Extracts from a box-labeled dataset:
# # # # # # #

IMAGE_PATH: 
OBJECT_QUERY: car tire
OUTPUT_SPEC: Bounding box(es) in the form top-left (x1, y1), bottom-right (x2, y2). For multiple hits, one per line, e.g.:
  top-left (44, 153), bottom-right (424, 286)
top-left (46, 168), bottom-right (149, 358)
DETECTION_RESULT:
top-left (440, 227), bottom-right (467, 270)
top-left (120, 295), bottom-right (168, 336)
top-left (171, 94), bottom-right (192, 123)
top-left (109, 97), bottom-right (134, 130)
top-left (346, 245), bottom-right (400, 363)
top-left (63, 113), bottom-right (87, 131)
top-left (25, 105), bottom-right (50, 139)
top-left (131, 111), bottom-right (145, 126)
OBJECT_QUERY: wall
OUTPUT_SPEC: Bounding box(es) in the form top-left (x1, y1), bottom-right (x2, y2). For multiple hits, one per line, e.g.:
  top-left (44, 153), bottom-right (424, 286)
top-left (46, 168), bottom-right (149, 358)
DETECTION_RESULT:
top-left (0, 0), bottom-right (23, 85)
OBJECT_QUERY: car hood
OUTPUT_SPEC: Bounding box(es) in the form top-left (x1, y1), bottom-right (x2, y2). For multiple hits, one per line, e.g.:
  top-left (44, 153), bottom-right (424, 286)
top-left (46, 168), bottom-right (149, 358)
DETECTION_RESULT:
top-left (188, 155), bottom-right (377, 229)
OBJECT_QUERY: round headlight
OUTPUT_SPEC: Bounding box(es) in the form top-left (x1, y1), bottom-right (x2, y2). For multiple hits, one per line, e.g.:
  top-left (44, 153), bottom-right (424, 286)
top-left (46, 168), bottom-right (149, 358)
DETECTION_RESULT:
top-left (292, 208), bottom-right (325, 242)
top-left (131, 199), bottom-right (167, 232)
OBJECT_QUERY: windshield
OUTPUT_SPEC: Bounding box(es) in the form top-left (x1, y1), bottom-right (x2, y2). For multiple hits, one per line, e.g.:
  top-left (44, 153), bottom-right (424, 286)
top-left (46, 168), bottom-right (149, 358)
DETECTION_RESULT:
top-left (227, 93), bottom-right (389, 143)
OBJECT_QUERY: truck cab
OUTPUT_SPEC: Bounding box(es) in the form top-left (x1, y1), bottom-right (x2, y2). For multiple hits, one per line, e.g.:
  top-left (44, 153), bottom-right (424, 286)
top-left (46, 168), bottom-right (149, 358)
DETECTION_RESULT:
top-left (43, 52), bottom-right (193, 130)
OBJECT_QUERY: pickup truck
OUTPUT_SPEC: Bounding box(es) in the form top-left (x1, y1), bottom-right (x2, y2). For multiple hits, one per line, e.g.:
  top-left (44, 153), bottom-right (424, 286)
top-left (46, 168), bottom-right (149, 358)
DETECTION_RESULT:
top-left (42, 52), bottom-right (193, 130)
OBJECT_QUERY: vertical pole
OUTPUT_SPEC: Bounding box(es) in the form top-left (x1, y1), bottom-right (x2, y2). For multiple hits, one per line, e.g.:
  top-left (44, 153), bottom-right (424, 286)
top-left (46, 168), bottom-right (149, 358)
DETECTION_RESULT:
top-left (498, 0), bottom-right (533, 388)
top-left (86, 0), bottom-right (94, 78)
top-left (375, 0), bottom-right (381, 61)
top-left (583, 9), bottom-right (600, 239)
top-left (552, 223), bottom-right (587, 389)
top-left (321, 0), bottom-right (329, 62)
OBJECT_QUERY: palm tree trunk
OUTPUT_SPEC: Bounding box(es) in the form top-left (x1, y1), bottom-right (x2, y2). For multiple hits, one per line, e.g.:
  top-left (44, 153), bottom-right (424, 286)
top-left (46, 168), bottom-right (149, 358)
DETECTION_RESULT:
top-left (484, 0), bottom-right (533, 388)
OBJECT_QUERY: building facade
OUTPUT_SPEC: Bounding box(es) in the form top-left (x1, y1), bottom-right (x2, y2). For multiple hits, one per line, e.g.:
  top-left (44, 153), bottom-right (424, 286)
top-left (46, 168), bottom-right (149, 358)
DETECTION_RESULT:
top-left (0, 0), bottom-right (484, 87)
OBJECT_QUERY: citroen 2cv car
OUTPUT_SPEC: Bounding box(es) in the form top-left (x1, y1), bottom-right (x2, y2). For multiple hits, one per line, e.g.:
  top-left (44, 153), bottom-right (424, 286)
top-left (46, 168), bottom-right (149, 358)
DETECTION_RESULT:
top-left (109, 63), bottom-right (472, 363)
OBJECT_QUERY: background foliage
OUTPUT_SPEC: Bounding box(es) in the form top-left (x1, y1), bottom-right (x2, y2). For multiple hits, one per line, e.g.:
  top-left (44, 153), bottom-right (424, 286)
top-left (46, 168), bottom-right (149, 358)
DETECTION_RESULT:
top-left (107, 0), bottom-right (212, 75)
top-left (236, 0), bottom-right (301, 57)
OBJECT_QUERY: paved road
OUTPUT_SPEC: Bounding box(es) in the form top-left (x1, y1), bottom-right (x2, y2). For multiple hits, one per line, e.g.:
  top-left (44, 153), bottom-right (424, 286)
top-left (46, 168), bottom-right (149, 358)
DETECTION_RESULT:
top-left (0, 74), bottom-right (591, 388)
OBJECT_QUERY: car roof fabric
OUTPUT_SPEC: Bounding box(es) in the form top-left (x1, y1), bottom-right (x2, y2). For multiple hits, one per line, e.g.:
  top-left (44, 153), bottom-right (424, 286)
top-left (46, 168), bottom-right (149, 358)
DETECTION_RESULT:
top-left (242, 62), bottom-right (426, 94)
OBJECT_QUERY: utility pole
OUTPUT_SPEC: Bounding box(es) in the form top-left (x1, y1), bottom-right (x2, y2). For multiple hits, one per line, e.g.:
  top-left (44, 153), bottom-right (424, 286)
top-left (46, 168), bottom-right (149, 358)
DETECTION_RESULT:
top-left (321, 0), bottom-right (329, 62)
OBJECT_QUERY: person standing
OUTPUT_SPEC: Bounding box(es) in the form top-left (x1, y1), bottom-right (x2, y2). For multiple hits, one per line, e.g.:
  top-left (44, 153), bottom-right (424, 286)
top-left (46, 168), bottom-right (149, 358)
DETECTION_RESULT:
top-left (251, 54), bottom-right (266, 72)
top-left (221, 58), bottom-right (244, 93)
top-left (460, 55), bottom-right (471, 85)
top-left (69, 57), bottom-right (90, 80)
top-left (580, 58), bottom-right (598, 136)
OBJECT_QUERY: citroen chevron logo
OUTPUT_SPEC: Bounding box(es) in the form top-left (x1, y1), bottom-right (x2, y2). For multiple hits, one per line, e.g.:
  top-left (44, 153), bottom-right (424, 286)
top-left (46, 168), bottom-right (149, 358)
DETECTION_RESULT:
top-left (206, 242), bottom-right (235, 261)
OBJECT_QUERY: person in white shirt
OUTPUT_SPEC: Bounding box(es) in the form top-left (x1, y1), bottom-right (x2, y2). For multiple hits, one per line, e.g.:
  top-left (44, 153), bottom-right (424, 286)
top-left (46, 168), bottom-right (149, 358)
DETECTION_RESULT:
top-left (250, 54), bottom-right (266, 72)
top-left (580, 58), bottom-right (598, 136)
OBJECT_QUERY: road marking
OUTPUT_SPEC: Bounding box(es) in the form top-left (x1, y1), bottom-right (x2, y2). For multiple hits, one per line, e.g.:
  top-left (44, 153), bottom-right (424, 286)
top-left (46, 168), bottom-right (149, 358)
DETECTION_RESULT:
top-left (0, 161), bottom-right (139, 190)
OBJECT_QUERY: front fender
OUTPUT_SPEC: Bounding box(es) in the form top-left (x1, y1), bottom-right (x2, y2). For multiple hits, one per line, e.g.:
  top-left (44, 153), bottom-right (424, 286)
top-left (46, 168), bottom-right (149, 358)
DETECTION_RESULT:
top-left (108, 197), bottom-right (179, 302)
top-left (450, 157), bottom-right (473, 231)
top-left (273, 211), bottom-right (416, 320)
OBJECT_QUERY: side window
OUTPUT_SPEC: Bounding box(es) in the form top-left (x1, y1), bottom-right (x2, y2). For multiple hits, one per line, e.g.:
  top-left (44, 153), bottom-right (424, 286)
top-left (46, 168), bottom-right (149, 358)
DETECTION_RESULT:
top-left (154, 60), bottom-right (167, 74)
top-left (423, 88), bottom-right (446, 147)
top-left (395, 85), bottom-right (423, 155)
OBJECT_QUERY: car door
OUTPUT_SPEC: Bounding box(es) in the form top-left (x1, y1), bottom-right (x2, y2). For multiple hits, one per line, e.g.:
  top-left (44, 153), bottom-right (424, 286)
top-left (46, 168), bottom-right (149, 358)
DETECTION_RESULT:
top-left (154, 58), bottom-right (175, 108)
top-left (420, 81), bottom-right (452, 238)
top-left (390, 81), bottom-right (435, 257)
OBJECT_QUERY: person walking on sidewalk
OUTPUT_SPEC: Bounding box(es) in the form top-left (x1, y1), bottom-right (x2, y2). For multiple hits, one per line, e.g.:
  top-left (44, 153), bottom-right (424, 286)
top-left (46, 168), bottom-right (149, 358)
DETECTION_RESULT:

# # # # # # #

Copy the lines of the data above word for word, beginning with the line that contains "OBJECT_QUERY: citroen 2cv car" and continuing through the line that contains "top-left (236, 0), bottom-right (301, 57)", including both of those lines.

FULL OUTPUT.
OBJECT_QUERY: citroen 2cv car
OUTPUT_SPEC: Bounding box(es) in the form top-left (x1, y1), bottom-right (x2, y2). For multiple hits, one per line, e.g.:
  top-left (44, 153), bottom-right (424, 286)
top-left (46, 168), bottom-right (149, 358)
DETECTION_RESULT:
top-left (109, 63), bottom-right (472, 363)
OBJECT_QUERY: background foliage
OUTPUT_SPEC: Bounding box(es) in the form top-left (x1, y1), bottom-right (x2, y2). For multiple hits, one per line, e.g.:
  top-left (44, 153), bottom-right (424, 286)
top-left (46, 168), bottom-right (149, 358)
DETECTION_RESULT:
top-left (107, 0), bottom-right (212, 75)
top-left (236, 0), bottom-right (301, 57)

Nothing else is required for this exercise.